Short task: Can you output the following records again, line for line, with no changes?

Records for the exercise:

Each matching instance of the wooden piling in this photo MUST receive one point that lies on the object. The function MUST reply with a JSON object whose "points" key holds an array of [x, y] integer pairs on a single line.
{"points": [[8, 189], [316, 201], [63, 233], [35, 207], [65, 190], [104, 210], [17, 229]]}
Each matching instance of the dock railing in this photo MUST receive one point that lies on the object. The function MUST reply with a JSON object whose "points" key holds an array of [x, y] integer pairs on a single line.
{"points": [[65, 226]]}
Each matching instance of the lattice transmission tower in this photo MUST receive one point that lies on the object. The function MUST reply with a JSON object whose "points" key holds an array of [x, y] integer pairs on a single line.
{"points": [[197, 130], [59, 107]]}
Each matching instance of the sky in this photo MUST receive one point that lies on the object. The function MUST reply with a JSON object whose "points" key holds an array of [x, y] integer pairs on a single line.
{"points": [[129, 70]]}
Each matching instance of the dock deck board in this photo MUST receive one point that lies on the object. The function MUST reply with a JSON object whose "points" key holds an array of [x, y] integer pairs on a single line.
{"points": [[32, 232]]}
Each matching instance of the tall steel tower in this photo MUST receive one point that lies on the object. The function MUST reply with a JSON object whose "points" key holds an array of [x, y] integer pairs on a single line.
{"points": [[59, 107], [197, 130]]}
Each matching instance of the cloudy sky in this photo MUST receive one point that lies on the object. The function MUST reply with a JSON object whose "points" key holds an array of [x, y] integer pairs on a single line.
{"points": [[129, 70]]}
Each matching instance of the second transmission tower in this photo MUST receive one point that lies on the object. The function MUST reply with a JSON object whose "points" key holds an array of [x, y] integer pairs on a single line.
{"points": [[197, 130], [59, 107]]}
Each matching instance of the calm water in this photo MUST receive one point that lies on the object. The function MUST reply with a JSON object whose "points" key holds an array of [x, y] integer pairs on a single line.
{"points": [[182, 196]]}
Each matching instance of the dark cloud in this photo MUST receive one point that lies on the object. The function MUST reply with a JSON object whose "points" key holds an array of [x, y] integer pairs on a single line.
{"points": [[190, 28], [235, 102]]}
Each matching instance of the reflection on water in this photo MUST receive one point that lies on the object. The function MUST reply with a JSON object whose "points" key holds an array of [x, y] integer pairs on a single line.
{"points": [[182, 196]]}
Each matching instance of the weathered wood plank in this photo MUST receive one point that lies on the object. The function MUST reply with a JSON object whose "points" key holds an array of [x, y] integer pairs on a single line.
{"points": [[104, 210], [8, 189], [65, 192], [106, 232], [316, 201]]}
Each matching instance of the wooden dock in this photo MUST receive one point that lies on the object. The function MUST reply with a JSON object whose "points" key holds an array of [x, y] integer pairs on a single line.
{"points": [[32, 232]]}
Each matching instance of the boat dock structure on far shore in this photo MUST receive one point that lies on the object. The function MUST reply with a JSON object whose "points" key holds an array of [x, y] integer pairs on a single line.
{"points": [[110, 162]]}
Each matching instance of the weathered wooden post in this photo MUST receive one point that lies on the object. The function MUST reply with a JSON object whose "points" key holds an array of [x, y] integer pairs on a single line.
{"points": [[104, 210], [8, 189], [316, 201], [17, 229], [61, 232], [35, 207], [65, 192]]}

Solved exercise:
Each matching instance of the wooden piling in this photo MUST receive one point that lies on the object. The function MUST reply with a JSON object whose "points" key holds an array of [x, y] integer pairs on a single line.
{"points": [[8, 189], [316, 201], [63, 233], [35, 207], [65, 190], [104, 210], [17, 229]]}
Each matching instance of the dock railing in this photo MUST receive one point that lies on the object. The function MUST reply with a JSON object whose "points" key holds an array of [x, y] integer pairs on a single line.
{"points": [[65, 226]]}
Each matching instance of the lattice transmission tower in this photo MUST receive one point that lies on the object. The function MUST reply with a JSON object whose "points" key holds an array of [x, y] integer pairs on a single line.
{"points": [[197, 130], [59, 107]]}
Each matching instance of the sky in this photo MUST receive one point that lies on the object. The function MUST reply with a JSON object whose "points" key holds an array of [x, y] integer pairs on a single line.
{"points": [[129, 70]]}
Each matching instance of the dock deck board in this photo MUST receive one point that lies on the object. The function MUST reply with a JSON object whose "points" key holds an array of [x, y] integer pairs on a single line.
{"points": [[32, 232]]}
Each matching instance of the tall steel tower in this photo MUST receive one point that lies on the object. The function MUST reply with a JSON object whose "points" key holds an array of [x, y] integer pairs on a single line.
{"points": [[59, 107], [197, 130]]}
Each matching instance of the cloudy sky in this photo MUST receive one point that lies on the object. The function MUST reply with a JSON object whose "points" key holds an array of [x, y] integer pairs on a single line.
{"points": [[129, 70]]}
Each matching instance of the second transmission tower in this photo MUST receive one point that lies on the object. The function MUST reply with a JSON object whose "points" key holds an array of [x, y] integer pairs on a single line.
{"points": [[197, 130], [59, 107]]}
Each matching instance of the calm water in this photo MUST receive one point that lies on the object. The function MUST reply with a JSON object whose "points" key holds an array of [x, y] integer pairs on a single line.
{"points": [[182, 196]]}
Each matching instance of the dark cloud in this photo MUST receive one point that lies on the object. The function MUST reply with a JSON object whose "points" key holds an array of [x, y] integer pairs on a single line.
{"points": [[190, 28], [235, 102]]}
Each matching instance of the reflection on water in this photo MUST receive one point that lies on the object. The function MUST reply with a JSON object whose "points" key holds an array of [x, y] integer pairs on a single line.
{"points": [[182, 196]]}
Each matching instance of the weathered wood plank in this photo MUST receive one point that lies on the object. The function MUST reply with a JSON object whose "points" key holds an array of [x, y] integer pairs on a single line.
{"points": [[104, 210], [8, 189], [65, 192], [106, 232], [316, 201]]}
Each matching instance of the wooden dock in this photo MUST receive one point that lies on the object. The function MUST reply with a JSON object whose "points" key holds an array of [x, y] integer pairs on a single line.
{"points": [[32, 232]]}
Each matching instance of the boat dock structure on far shore in this photo MUST receive one point that lies on the object. The function MUST reply with a JSON object whose "points" key holds an array of [x, y] integer pairs on a single line.
{"points": [[110, 162]]}
Each matching instance of the weathered wooden post in this photo MUST receive one point that lies on the object. The function MUST reply with a JSON object whose "points" key holds an array of [x, y] integer pairs on a single line.
{"points": [[104, 210], [8, 189], [316, 201], [17, 229], [61, 232], [35, 207], [65, 192]]}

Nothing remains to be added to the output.